#### Given instruction:
Pick out and copy every line below that contains the word "tree".

───── Data for processing

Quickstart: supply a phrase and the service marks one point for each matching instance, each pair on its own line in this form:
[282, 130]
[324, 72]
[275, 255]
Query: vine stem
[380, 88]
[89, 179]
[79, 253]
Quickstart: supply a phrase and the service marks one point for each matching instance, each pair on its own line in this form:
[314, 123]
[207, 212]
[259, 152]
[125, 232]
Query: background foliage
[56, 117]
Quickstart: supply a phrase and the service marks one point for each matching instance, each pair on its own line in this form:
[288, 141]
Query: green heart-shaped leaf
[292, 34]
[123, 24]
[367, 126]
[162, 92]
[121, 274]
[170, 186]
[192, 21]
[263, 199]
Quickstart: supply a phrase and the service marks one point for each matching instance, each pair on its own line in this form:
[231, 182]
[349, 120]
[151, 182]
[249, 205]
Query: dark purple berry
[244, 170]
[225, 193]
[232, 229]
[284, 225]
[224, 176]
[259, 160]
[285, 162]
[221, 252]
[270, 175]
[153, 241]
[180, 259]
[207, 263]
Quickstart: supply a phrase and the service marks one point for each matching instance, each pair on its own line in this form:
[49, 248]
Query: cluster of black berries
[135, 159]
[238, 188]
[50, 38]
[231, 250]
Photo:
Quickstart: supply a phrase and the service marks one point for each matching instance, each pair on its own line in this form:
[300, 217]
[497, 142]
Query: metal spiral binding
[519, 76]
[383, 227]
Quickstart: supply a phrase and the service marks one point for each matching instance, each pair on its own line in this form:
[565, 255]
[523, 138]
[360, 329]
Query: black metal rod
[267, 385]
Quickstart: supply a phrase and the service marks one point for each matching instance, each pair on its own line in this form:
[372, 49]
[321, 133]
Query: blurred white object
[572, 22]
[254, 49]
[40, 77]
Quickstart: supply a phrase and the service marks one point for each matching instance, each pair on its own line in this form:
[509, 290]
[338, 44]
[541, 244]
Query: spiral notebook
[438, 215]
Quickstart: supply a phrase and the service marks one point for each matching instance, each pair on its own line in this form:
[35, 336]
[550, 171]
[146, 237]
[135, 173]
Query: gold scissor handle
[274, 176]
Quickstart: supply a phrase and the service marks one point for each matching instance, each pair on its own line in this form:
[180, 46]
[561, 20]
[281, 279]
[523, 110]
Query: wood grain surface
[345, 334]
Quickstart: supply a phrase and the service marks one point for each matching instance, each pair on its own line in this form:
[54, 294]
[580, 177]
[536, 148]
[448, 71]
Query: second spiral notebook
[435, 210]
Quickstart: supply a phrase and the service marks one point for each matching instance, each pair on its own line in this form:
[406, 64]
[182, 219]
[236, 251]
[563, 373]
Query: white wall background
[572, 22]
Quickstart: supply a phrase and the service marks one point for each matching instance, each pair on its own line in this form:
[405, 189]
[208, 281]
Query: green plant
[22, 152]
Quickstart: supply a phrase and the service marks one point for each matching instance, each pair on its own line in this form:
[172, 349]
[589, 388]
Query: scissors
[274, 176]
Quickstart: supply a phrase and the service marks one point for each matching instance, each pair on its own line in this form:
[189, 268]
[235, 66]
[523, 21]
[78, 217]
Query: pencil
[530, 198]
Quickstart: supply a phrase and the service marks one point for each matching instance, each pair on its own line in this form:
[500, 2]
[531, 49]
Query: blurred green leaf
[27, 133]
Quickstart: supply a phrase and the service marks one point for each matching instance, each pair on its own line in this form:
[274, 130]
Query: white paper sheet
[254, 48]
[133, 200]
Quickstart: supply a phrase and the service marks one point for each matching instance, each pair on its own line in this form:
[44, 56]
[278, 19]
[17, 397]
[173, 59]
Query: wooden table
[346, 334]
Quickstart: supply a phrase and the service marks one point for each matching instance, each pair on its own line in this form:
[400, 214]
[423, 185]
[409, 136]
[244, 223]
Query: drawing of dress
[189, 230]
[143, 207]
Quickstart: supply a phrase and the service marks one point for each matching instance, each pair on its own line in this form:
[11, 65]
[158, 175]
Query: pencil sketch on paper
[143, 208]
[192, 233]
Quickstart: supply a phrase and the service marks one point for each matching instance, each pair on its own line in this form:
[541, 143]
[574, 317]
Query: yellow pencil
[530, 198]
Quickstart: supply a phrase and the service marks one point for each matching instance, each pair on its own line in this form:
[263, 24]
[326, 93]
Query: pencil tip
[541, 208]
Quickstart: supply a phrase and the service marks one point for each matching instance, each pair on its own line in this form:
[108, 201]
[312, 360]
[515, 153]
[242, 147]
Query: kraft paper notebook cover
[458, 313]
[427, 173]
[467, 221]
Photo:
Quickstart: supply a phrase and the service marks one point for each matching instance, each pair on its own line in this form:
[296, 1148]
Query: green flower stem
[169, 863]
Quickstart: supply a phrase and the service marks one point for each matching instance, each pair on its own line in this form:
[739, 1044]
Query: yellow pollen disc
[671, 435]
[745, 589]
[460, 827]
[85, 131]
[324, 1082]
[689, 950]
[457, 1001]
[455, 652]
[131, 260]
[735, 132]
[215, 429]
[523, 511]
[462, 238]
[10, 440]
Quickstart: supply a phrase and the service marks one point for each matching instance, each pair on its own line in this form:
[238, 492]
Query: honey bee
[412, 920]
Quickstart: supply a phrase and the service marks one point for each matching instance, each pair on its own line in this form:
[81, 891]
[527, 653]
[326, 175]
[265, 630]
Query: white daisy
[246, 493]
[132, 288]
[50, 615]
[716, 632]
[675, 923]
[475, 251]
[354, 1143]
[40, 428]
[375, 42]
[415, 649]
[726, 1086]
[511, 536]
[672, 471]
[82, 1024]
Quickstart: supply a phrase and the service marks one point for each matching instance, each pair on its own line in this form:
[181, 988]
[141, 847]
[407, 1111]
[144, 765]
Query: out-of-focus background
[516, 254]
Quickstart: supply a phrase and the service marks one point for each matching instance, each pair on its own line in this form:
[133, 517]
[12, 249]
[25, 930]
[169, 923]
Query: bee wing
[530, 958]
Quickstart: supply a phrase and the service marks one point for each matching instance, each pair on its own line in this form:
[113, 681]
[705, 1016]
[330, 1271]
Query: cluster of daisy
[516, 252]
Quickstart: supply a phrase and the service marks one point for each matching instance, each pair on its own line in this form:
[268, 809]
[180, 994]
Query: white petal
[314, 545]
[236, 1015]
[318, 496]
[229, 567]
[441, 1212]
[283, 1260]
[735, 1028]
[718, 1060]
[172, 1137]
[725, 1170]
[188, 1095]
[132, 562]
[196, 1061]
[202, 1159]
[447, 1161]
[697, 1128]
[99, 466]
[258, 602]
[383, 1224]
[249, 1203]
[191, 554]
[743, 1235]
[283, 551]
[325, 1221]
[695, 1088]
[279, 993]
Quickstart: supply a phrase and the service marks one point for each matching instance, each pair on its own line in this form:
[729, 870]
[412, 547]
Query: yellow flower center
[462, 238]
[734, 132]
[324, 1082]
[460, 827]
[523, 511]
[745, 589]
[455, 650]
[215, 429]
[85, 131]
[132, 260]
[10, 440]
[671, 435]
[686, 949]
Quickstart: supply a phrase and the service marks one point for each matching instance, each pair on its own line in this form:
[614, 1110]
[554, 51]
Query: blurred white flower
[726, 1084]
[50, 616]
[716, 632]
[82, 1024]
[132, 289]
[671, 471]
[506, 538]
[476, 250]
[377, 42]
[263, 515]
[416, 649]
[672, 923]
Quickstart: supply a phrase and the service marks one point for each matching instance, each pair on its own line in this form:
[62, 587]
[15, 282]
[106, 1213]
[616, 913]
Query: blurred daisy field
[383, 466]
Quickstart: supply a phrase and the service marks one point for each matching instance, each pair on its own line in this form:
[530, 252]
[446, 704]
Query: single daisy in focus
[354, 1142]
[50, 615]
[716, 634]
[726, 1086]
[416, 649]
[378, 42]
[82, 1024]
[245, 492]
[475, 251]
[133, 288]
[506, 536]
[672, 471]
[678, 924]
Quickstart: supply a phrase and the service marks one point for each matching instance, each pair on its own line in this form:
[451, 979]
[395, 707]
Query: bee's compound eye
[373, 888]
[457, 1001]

──────────
───── Data for processing

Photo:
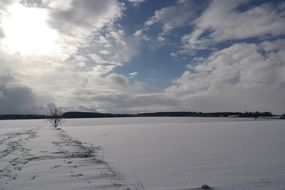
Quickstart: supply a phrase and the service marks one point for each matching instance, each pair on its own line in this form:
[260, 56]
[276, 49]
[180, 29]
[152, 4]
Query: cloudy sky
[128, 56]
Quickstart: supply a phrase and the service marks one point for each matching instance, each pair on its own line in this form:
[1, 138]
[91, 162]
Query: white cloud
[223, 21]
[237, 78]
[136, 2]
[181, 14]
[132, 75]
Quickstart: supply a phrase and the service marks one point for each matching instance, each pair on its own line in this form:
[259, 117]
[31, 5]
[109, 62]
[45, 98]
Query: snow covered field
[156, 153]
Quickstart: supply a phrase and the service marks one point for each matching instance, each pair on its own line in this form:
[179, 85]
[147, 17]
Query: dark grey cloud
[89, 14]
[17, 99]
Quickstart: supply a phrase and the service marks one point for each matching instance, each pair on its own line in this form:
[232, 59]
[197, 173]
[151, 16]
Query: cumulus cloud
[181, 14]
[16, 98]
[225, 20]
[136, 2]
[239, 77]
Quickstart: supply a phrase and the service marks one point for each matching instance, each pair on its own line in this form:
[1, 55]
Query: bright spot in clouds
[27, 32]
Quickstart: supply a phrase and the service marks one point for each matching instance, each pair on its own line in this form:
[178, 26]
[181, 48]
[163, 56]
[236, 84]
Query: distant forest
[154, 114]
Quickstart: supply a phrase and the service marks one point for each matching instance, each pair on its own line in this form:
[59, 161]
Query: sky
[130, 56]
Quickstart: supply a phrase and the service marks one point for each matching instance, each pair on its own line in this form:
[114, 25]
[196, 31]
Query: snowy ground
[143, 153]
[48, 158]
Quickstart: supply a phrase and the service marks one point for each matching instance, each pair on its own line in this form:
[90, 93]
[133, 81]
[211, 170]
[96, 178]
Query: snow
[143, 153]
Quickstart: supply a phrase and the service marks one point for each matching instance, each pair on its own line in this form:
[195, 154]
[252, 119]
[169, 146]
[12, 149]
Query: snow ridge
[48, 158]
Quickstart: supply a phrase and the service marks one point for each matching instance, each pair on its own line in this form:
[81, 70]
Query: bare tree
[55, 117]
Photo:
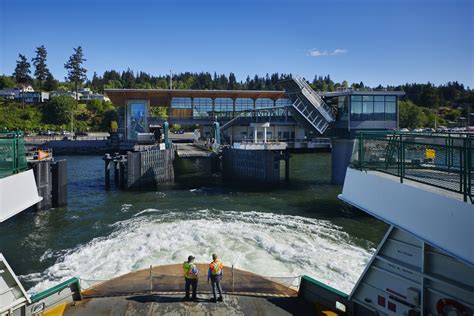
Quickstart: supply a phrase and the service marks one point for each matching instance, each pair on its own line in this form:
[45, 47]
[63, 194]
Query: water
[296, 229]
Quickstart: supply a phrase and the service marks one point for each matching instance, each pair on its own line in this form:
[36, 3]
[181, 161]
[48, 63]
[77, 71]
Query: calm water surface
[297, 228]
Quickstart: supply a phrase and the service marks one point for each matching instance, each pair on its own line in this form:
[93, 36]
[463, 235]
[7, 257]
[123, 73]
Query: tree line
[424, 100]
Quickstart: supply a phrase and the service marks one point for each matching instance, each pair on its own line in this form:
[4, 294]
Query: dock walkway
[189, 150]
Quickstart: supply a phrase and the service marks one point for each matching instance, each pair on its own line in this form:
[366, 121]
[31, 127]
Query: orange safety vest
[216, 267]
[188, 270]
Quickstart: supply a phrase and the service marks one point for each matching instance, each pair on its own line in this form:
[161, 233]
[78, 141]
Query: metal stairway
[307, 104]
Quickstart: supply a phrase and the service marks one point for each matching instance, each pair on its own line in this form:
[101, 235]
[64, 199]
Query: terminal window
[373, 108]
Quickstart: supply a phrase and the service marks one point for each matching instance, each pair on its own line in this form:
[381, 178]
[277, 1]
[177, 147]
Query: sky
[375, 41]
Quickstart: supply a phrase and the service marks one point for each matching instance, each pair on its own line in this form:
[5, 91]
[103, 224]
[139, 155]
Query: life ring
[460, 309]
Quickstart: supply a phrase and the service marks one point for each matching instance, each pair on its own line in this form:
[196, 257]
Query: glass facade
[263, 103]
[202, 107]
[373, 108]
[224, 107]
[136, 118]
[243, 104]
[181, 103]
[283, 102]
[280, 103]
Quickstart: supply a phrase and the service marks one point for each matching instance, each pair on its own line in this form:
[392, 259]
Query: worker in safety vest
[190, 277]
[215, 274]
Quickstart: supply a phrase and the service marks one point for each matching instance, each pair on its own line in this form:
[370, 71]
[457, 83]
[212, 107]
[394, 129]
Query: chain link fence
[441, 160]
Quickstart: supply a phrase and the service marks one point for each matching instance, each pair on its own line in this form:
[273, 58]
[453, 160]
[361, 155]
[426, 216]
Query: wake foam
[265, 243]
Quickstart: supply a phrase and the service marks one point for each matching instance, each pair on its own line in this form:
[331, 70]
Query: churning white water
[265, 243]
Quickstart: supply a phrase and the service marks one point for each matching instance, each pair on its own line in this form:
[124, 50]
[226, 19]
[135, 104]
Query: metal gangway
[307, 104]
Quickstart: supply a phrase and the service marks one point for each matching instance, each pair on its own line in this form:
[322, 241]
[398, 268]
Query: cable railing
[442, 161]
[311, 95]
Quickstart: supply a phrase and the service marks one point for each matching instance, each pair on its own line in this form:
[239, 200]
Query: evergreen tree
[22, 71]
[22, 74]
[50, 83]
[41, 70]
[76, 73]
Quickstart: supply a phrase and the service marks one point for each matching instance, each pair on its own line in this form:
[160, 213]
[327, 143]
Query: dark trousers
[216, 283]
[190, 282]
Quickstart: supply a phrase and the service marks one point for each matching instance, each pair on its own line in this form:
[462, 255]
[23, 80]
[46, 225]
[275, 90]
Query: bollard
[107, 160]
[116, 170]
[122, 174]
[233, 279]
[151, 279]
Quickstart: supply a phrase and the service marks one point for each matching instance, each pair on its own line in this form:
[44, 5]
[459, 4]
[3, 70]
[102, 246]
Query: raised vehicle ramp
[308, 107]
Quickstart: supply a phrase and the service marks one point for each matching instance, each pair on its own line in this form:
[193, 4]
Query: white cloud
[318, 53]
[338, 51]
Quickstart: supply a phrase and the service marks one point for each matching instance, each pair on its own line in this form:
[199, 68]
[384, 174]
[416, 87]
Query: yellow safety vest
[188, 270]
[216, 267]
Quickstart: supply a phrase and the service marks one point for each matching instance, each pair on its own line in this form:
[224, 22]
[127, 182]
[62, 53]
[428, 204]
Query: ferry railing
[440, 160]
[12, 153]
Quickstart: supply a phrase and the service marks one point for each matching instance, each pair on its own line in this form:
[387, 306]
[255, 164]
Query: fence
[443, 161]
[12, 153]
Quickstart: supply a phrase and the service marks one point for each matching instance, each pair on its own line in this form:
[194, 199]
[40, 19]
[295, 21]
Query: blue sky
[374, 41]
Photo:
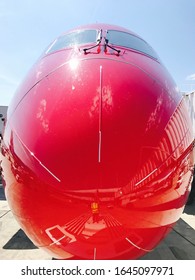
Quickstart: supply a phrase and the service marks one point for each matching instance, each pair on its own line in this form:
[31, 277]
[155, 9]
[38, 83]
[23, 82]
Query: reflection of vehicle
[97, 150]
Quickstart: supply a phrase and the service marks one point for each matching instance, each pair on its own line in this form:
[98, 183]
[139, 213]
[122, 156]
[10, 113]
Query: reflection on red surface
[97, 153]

──────────
───── Data for processing

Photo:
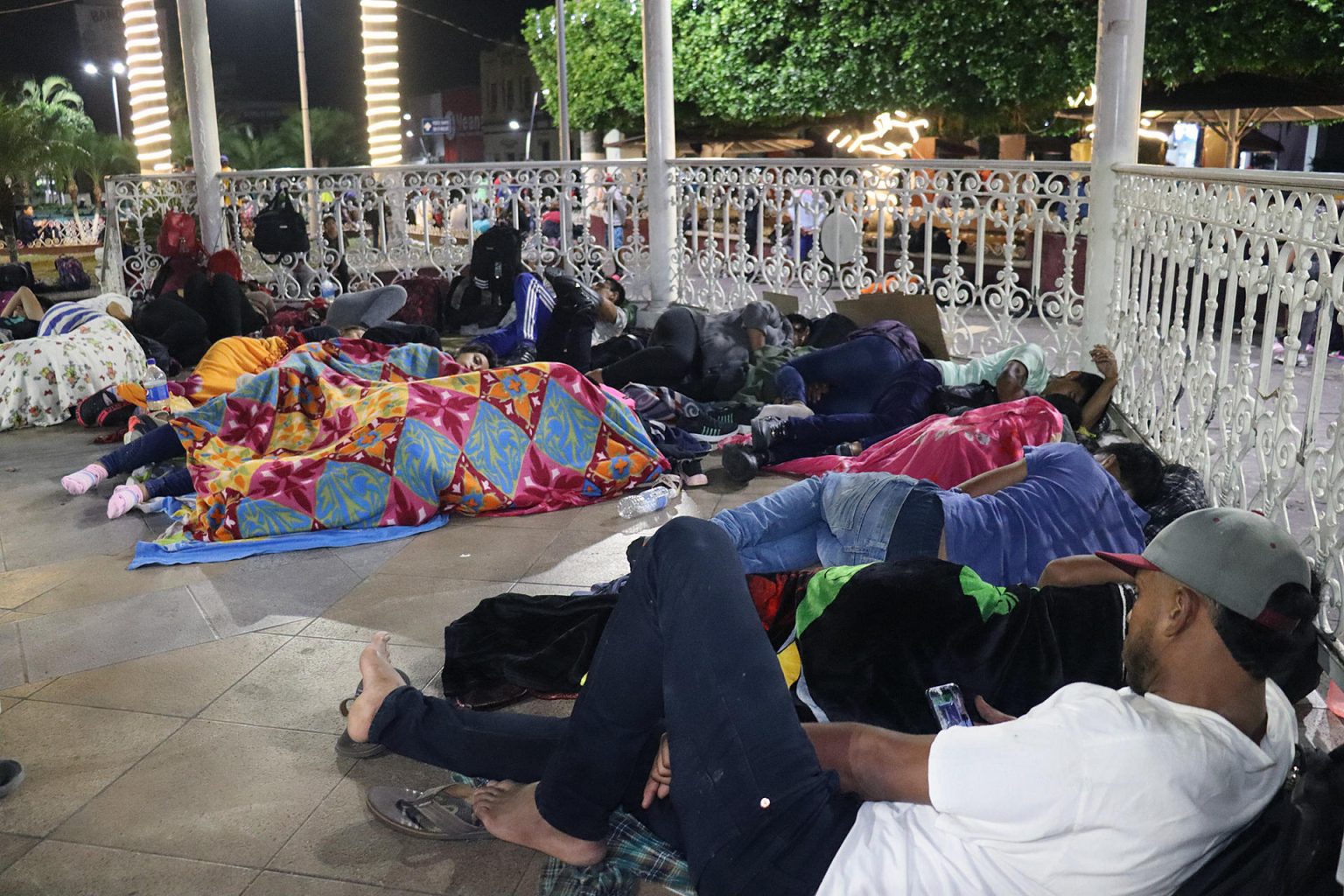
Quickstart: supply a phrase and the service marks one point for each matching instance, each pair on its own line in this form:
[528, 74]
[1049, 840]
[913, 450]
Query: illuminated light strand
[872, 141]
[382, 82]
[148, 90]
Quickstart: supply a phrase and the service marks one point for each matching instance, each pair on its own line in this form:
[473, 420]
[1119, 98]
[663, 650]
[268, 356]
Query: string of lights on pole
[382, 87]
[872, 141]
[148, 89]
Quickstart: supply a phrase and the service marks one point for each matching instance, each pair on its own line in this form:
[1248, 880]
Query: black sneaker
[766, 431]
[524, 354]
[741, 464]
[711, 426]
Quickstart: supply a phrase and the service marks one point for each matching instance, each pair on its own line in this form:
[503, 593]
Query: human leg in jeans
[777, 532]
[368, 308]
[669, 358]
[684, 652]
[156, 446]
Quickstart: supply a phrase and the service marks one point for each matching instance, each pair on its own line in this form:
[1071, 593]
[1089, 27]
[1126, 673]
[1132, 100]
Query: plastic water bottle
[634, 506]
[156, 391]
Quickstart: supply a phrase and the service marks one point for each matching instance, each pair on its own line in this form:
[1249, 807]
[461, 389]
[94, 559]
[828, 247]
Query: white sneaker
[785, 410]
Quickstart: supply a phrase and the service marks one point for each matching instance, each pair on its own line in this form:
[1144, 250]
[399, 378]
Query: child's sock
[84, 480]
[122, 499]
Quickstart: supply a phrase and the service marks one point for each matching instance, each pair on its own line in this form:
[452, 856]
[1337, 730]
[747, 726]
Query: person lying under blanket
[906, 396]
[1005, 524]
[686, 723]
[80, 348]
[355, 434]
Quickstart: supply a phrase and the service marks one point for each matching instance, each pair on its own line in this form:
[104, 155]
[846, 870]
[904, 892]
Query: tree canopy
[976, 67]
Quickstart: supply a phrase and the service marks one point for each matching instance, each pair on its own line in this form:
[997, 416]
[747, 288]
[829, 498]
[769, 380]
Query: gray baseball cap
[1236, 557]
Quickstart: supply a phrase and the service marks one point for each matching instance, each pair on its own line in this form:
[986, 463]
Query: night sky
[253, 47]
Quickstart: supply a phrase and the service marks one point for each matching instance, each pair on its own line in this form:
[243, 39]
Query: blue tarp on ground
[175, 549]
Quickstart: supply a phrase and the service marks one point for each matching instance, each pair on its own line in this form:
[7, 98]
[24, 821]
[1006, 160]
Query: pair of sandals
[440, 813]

──────────

#### Exercise result:
Query: bare tree
Query: tree line
Query: evergreen tree
Query: tree canopy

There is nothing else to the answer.